··· SUPPLIED ENTRIES
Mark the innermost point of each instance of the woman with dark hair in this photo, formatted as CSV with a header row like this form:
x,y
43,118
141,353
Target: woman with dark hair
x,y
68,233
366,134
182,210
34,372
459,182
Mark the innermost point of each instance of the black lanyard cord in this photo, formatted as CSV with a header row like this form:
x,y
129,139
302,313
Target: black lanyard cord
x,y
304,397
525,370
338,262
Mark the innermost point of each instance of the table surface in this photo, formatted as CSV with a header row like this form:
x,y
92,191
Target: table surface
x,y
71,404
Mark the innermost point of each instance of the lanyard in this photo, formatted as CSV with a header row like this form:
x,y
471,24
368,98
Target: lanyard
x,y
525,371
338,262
······
··· SUPPLIED ENTRIES
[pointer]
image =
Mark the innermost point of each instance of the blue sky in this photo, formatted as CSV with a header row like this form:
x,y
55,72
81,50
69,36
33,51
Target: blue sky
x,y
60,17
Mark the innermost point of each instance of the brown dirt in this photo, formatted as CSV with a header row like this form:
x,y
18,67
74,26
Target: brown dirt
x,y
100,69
······
··· SUPPLIED ENTRIES
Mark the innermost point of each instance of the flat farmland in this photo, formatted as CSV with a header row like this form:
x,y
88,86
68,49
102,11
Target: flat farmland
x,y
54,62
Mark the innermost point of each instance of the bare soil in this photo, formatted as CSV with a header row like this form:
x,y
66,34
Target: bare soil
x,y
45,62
······
WHAT YOU HAVE TO DO | Please return a copy of each line in the entries that has the string "formatted".

RESPONSE TO THIS EXERCISE |
Mark the innermost point of each instance of the woman with dark hair in this photo, formatted as CSV with a header row like this form:
Mark the innermost point of each instance of the black lanyard cord in this photo, formatted as CSV with a header row like this form:
Mark the innermost point of each instance of the table surface in this photo, formatted as CSV with a header row like this form:
Mark the innermost point of each instance of the lanyard in this photo, formatted as CSV with a header row like this form:
Mark the innermost point of each instance of the blue sky in this photo, formatted as CSV with a header row like this form:
Mark the innermost point of each instance of the brown dirt in this photo, formatted as CSV with a header row like this form:
Mark the innermost point of each instance of the flat farmland in this photo, formatted as CSV with a header row like this form:
Mark the innermost point of each instance of the bare soil in this photo, formatted as CSV with a header row like this form:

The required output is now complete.